>>>

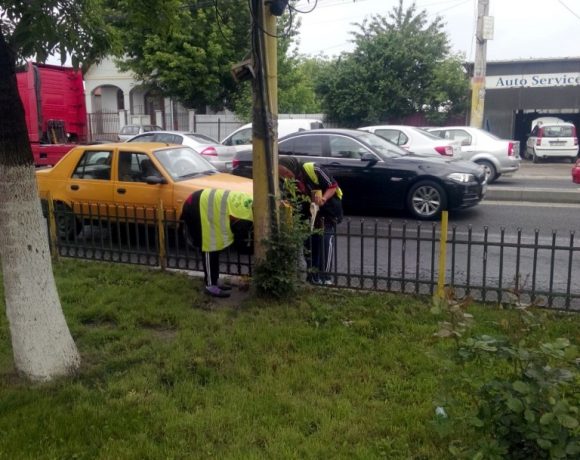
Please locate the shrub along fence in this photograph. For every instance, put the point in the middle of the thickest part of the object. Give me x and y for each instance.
(413, 257)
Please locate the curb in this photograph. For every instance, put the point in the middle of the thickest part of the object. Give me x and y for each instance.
(536, 195)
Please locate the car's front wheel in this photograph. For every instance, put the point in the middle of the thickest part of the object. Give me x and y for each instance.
(68, 226)
(426, 200)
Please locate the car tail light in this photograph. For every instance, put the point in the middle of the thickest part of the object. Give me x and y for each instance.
(510, 149)
(445, 150)
(209, 152)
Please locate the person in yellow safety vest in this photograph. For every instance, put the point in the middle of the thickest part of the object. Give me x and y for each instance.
(208, 216)
(317, 186)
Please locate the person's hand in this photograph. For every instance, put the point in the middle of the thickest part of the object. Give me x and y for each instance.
(319, 200)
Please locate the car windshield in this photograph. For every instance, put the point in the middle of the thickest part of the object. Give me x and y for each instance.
(183, 163)
(198, 139)
(381, 146)
(428, 134)
(202, 137)
(488, 134)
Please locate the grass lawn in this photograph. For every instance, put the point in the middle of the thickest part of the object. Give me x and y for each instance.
(168, 373)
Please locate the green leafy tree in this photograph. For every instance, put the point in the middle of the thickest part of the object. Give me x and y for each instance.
(401, 65)
(184, 47)
(41, 342)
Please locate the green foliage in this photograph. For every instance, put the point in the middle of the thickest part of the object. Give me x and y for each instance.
(169, 373)
(401, 65)
(184, 48)
(532, 412)
(296, 92)
(457, 319)
(273, 279)
(530, 408)
(35, 29)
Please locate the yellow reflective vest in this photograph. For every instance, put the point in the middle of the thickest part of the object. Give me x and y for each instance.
(215, 208)
(309, 168)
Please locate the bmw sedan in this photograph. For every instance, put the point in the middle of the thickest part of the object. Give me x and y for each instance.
(374, 173)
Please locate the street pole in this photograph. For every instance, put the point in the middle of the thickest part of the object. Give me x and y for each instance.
(264, 122)
(478, 79)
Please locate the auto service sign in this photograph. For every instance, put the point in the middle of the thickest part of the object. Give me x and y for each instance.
(542, 80)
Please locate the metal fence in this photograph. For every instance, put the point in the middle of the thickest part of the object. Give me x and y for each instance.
(103, 126)
(499, 267)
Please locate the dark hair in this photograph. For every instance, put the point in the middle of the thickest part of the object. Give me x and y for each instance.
(292, 164)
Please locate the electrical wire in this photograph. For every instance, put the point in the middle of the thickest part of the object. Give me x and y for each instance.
(293, 8)
(255, 21)
(569, 9)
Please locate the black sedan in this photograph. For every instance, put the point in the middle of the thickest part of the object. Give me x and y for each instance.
(374, 173)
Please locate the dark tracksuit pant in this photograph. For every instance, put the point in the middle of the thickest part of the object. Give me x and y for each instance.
(192, 219)
(321, 248)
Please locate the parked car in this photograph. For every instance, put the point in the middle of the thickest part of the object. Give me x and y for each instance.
(138, 175)
(219, 155)
(241, 138)
(416, 140)
(128, 131)
(376, 174)
(576, 172)
(552, 140)
(497, 156)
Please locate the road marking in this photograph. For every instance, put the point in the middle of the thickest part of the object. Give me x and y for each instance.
(530, 204)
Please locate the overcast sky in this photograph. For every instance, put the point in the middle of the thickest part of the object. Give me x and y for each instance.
(523, 28)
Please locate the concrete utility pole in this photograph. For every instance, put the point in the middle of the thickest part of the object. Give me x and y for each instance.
(484, 32)
(265, 122)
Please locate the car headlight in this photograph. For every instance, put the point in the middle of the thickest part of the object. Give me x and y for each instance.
(461, 177)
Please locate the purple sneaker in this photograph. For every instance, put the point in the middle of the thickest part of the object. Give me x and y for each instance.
(215, 291)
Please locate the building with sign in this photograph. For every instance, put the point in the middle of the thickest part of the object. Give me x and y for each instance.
(518, 92)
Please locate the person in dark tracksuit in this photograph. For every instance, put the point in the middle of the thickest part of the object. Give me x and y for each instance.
(310, 178)
(208, 216)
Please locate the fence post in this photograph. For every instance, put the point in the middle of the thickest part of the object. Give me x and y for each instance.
(161, 232)
(52, 227)
(442, 255)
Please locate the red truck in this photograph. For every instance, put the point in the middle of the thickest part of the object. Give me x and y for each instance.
(55, 110)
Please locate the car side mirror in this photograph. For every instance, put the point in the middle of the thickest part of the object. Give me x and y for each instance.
(369, 158)
(155, 180)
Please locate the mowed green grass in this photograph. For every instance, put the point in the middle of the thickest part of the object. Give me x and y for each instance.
(168, 373)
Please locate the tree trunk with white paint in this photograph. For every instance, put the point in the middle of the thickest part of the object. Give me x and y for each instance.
(41, 341)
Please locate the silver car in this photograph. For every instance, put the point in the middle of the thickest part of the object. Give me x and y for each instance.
(220, 156)
(416, 140)
(128, 131)
(497, 156)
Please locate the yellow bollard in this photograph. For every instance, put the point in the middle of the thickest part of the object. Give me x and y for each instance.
(161, 231)
(52, 227)
(442, 255)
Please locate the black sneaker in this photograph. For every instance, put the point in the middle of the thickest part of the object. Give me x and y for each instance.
(215, 291)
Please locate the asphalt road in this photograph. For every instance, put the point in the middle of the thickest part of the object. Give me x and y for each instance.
(477, 255)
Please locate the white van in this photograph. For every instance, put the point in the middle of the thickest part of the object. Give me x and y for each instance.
(552, 140)
(241, 138)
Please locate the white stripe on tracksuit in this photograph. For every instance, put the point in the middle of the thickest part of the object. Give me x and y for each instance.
(328, 267)
(208, 268)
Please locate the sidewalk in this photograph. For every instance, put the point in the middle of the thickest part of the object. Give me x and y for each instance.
(528, 170)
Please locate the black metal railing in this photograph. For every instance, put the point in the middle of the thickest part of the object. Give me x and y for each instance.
(498, 266)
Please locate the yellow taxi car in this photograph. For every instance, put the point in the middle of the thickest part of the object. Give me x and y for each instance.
(130, 179)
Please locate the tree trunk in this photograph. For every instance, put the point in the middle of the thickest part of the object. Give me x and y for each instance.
(41, 342)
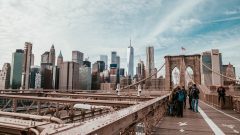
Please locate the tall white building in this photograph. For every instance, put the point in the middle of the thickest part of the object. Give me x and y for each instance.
(77, 57)
(105, 59)
(118, 61)
(213, 60)
(26, 65)
(150, 66)
(113, 57)
(130, 60)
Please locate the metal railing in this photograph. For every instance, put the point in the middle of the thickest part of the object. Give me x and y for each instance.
(212, 99)
(236, 103)
(124, 121)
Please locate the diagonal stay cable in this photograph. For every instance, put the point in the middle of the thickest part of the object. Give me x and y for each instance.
(144, 78)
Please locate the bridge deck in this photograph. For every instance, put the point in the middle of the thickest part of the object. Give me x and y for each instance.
(227, 121)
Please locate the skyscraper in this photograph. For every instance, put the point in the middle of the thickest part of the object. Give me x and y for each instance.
(34, 71)
(5, 76)
(130, 60)
(140, 70)
(26, 65)
(85, 77)
(49, 56)
(118, 61)
(60, 59)
(105, 59)
(77, 57)
(113, 57)
(69, 76)
(45, 57)
(32, 60)
(213, 60)
(150, 66)
(16, 70)
(52, 55)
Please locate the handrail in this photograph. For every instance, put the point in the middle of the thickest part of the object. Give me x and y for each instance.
(34, 117)
(117, 121)
(144, 78)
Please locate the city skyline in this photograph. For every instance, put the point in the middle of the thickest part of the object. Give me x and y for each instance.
(167, 28)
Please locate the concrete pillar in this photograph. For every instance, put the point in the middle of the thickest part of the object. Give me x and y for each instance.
(167, 73)
(182, 71)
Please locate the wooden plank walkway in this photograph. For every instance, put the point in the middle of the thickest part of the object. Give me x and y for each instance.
(193, 123)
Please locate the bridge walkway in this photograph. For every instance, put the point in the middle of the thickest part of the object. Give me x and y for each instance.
(208, 121)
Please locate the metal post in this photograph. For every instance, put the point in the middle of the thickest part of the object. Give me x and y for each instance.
(14, 105)
(38, 107)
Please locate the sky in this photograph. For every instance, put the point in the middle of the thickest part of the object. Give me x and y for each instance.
(97, 27)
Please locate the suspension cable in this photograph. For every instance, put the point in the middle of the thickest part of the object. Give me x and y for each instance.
(220, 73)
(144, 78)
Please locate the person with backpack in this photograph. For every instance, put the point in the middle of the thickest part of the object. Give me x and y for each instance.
(195, 97)
(185, 97)
(180, 99)
(190, 97)
(221, 94)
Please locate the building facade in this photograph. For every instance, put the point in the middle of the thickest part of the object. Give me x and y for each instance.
(59, 59)
(85, 78)
(118, 61)
(5, 76)
(150, 65)
(16, 70)
(69, 76)
(140, 70)
(130, 60)
(113, 57)
(105, 59)
(77, 57)
(26, 65)
(34, 71)
(213, 60)
(52, 56)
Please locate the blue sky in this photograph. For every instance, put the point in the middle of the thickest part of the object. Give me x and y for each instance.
(99, 26)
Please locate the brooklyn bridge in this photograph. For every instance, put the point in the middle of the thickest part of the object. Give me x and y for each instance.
(129, 110)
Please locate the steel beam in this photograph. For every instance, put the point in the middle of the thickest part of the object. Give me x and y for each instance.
(69, 100)
(115, 122)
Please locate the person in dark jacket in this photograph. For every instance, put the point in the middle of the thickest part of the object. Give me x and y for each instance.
(190, 97)
(180, 96)
(185, 96)
(195, 97)
(221, 94)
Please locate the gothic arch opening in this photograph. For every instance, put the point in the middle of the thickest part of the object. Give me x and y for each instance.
(182, 62)
(189, 76)
(175, 78)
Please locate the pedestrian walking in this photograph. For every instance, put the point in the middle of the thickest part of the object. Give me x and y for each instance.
(185, 96)
(195, 97)
(180, 100)
(190, 97)
(221, 95)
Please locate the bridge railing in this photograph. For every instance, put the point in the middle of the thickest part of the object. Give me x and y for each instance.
(212, 99)
(236, 103)
(125, 121)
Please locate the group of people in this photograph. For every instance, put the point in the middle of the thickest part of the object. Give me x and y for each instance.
(178, 98)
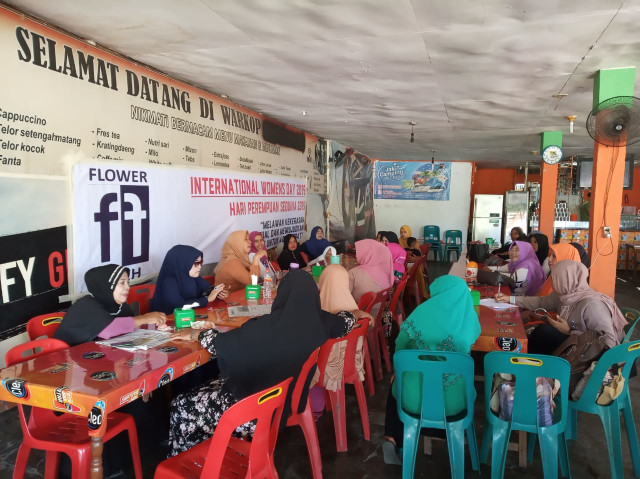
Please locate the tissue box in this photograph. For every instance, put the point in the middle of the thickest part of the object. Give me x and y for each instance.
(183, 317)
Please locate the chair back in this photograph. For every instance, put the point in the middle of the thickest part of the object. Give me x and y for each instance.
(435, 369)
(349, 370)
(527, 368)
(431, 233)
(44, 325)
(142, 295)
(625, 352)
(266, 407)
(451, 237)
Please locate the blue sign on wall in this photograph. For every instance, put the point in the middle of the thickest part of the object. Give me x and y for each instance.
(412, 180)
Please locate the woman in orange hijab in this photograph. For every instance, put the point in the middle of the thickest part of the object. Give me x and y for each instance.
(558, 252)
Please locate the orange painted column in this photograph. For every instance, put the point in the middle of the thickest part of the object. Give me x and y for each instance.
(607, 183)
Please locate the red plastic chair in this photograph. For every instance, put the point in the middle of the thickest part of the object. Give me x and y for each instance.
(305, 419)
(66, 433)
(349, 376)
(227, 456)
(44, 325)
(142, 295)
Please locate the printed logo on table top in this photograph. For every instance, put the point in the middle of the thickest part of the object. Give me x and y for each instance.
(96, 414)
(166, 377)
(63, 399)
(504, 343)
(103, 375)
(17, 387)
(93, 355)
(123, 217)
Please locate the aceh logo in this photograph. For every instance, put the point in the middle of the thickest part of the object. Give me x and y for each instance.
(127, 210)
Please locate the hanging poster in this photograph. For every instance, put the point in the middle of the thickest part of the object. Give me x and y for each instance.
(412, 180)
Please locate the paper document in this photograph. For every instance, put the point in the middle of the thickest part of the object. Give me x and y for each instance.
(493, 304)
(138, 339)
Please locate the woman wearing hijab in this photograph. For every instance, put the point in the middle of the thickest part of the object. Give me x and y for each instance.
(290, 254)
(540, 244)
(405, 233)
(579, 309)
(447, 321)
(374, 271)
(316, 245)
(524, 268)
(558, 252)
(179, 281)
(234, 268)
(105, 312)
(259, 354)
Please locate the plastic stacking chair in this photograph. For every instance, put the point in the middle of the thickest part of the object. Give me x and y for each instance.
(225, 456)
(349, 376)
(452, 242)
(432, 366)
(526, 368)
(66, 433)
(631, 315)
(432, 237)
(610, 415)
(44, 325)
(142, 295)
(304, 417)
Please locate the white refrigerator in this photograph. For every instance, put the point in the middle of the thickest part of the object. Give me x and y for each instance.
(487, 218)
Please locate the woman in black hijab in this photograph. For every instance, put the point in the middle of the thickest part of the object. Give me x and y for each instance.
(259, 354)
(290, 253)
(105, 313)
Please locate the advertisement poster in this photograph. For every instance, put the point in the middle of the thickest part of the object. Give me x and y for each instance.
(412, 180)
(351, 216)
(132, 215)
(33, 274)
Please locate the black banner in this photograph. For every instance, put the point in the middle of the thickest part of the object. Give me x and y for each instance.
(33, 274)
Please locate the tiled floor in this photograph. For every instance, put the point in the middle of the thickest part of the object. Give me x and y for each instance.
(588, 455)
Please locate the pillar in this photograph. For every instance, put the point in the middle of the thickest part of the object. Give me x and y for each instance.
(606, 184)
(548, 185)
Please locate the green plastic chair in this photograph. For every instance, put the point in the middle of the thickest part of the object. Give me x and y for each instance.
(526, 368)
(433, 366)
(431, 235)
(631, 315)
(610, 415)
(451, 243)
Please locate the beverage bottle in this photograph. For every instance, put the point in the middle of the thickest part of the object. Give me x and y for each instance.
(267, 286)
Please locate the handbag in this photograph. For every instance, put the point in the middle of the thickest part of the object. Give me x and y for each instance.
(580, 350)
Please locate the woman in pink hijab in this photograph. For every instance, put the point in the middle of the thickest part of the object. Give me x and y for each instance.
(374, 271)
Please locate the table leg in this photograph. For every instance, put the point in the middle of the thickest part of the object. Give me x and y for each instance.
(95, 470)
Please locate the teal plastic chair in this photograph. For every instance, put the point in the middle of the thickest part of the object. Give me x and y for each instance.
(452, 242)
(433, 366)
(526, 368)
(431, 236)
(610, 415)
(631, 315)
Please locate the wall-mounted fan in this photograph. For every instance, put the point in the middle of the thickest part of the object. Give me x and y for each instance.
(616, 121)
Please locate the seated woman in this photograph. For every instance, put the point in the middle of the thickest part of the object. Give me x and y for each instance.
(316, 245)
(579, 309)
(524, 268)
(259, 354)
(558, 252)
(374, 271)
(516, 235)
(234, 268)
(447, 321)
(405, 233)
(179, 282)
(290, 253)
(540, 244)
(105, 312)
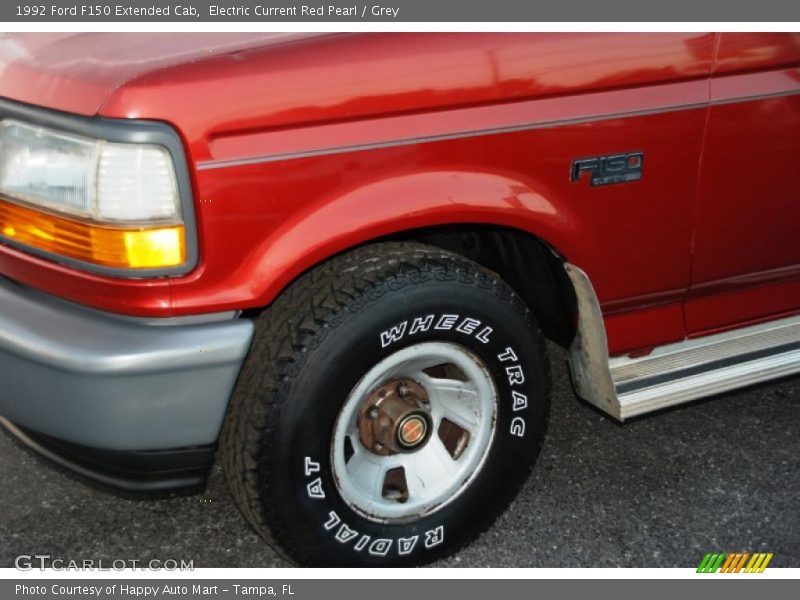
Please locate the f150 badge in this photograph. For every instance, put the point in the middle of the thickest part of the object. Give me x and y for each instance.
(605, 170)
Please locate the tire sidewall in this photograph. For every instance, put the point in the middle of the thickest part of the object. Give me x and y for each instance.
(488, 320)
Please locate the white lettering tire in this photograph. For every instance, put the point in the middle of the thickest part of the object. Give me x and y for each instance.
(293, 445)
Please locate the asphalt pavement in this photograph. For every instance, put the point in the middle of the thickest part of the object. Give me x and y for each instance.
(717, 475)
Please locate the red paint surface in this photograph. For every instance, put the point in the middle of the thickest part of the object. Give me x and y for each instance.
(260, 225)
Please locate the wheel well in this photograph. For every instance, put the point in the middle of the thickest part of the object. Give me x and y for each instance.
(534, 270)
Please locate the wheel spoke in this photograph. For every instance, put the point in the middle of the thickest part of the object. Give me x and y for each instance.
(428, 469)
(366, 474)
(457, 402)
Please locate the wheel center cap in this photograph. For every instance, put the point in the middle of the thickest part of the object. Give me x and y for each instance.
(412, 430)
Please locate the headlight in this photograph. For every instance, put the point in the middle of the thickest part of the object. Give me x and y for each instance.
(111, 204)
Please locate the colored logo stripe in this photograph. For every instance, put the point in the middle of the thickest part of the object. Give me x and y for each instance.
(734, 563)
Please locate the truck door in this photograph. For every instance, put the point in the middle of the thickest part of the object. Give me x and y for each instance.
(746, 249)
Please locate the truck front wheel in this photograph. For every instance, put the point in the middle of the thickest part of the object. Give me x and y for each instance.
(393, 403)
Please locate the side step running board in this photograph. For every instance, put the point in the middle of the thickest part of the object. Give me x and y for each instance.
(625, 387)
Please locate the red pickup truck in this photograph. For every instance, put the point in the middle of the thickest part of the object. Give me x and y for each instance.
(332, 260)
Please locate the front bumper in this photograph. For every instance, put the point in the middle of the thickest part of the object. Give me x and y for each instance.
(114, 384)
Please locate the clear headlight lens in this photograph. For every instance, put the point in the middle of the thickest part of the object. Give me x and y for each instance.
(111, 204)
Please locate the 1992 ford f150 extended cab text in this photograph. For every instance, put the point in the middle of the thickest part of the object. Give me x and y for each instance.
(332, 260)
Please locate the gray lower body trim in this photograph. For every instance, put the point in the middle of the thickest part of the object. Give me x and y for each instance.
(97, 380)
(626, 387)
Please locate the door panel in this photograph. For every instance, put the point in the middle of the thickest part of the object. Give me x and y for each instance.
(746, 259)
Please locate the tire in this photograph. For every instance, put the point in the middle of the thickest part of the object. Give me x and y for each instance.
(312, 350)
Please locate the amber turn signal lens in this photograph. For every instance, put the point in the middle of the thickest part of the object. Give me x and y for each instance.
(121, 247)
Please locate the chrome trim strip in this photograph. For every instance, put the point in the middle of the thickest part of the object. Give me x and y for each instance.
(239, 162)
(625, 387)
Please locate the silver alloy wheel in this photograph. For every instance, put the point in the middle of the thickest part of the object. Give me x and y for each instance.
(461, 405)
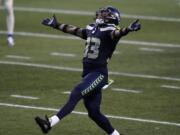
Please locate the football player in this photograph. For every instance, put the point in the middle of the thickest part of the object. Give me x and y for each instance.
(101, 38)
(9, 21)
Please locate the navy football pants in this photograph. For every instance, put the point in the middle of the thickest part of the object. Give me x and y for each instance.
(89, 89)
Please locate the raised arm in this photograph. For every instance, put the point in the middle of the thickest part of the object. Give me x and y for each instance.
(134, 26)
(66, 28)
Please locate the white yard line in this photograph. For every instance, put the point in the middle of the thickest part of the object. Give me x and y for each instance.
(126, 90)
(62, 54)
(151, 49)
(170, 86)
(86, 13)
(85, 113)
(25, 97)
(139, 43)
(18, 57)
(80, 70)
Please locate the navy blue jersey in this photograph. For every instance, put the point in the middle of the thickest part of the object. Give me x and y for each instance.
(99, 47)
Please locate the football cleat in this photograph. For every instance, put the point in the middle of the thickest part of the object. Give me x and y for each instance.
(44, 124)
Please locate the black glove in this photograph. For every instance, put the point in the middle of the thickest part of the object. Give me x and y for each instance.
(134, 26)
(52, 22)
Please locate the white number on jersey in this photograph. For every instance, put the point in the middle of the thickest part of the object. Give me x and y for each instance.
(92, 48)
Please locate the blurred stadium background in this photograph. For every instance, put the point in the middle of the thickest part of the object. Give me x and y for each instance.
(45, 64)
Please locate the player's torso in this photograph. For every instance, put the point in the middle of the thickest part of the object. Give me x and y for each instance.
(99, 45)
(98, 48)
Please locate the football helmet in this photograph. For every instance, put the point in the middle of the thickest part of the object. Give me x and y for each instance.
(107, 15)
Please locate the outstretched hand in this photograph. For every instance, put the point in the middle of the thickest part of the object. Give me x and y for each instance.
(52, 22)
(134, 26)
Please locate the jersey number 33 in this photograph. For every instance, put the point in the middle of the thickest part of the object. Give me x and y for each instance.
(92, 48)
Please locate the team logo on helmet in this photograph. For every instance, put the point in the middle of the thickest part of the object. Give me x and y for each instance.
(107, 15)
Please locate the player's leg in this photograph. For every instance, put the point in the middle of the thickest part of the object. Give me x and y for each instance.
(9, 21)
(47, 123)
(85, 87)
(92, 104)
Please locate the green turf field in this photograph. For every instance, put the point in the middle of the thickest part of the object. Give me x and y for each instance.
(146, 63)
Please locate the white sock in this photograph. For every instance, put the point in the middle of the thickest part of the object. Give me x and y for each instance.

<<<

__AIM__:
Starting with the line containing "Please locate the jersey" and continuing through the end of the material, rewrite those lines with "team logo" changed to "team emblem" and everything else left unchanged.

__FULL RESPONSE__:
Please locate the jersey number 33 in this photograph. For every instance, put the point in the middle of the thickest part of the object. Give me x and y for each instance.
(92, 48)
Please locate the team emblem on helmet in this photograph. For every instance, put the point in the middle of the thickest part of the object. Give me x and y for each instance.
(107, 15)
Please locate the player's leg in this photograph. For every instance, put the point in the middle of the thickest part of the object. Give me x and y for each instance.
(9, 21)
(47, 123)
(85, 87)
(92, 104)
Please locate the green turf field in this photograph. For every instance, put the point in the middle of the thickest part of the object. Give me x and y for each instance.
(146, 63)
Please locate the white sock in this photograph. For every instance, put the point in the middle of the thickest part of the object. Give me x and y for each instance.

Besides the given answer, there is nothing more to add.